[START STORED DATA]

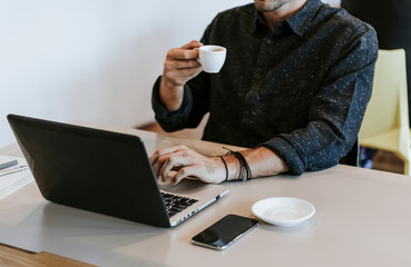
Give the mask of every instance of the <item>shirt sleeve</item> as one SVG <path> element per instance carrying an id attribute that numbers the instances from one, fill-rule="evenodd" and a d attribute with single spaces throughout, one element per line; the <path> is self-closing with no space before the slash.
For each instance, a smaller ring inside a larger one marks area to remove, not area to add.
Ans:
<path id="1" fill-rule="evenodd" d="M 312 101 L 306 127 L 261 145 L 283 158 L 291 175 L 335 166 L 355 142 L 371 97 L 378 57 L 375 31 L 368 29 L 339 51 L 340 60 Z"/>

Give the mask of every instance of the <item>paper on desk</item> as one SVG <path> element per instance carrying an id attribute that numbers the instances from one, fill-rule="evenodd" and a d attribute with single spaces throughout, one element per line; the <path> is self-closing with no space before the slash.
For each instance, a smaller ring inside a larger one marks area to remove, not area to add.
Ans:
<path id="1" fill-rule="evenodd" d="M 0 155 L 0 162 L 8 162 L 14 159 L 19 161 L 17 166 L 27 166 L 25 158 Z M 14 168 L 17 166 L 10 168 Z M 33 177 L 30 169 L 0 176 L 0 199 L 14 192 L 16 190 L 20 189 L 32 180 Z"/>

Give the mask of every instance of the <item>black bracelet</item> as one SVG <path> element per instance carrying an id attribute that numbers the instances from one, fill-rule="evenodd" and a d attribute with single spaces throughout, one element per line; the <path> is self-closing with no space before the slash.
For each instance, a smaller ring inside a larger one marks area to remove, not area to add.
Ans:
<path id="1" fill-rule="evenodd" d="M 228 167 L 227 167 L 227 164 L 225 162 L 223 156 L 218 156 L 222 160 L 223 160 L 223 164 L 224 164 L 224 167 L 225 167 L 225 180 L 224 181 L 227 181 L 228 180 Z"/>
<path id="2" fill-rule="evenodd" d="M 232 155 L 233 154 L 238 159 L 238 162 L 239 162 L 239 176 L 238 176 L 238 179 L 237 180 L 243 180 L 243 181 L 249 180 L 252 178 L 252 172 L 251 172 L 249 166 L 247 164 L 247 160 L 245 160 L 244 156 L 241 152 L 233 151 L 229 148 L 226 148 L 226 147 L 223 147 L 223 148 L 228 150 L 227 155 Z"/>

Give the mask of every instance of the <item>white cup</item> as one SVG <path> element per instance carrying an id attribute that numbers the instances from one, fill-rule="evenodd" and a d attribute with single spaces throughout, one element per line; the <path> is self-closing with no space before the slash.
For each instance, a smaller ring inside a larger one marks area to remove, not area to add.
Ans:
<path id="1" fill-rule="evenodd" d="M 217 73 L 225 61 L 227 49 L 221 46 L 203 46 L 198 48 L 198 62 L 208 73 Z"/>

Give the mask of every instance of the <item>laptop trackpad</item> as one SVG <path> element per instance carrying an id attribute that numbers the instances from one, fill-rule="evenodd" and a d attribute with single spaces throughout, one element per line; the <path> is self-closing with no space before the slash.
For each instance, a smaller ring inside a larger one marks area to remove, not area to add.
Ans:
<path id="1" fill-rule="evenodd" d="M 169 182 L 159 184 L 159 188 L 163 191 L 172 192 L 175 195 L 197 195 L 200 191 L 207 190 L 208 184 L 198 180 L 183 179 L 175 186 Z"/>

[END STORED DATA]
[START STORED DATA]

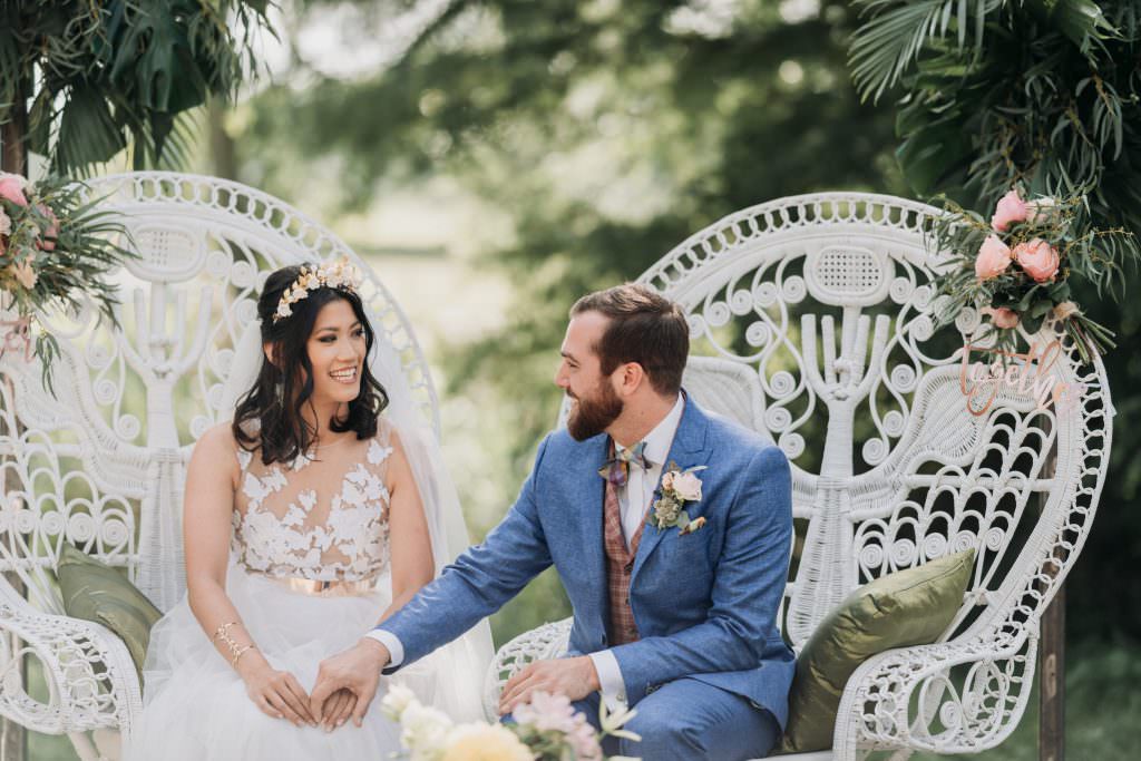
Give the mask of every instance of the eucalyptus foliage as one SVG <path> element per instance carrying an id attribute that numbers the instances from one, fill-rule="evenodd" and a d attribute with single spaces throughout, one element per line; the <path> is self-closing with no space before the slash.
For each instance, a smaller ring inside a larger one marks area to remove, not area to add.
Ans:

[END STORED DATA]

» **WRITTEN REQUEST**: Please copy out the data line by line without any change, starting at the line that contains "Give the mask of every instance of the <item>paper" and ending at the line that contains "155 L 0 162". Include both of those lines.

» **FINISHED ANSWER**:
Give the mask of every instance of the <item>paper on desk</item> as one SVG <path> element per instance carrying an id attribute that numbers the instances from one, fill-rule="evenodd" and a d attribute with single spaces throughout, one element per line; the <path> is self-closing with no space before the slash.
For each instance, a smaller ring inside a larger one marks area to remove, not area to add.
Ans:
<path id="1" fill-rule="evenodd" d="M 0 155 L 0 162 L 8 162 L 14 159 L 19 161 L 17 166 L 27 166 L 25 158 Z M 14 168 L 17 166 L 10 168 Z M 33 177 L 30 169 L 0 176 L 0 199 L 14 192 L 16 190 L 20 189 L 32 180 Z"/>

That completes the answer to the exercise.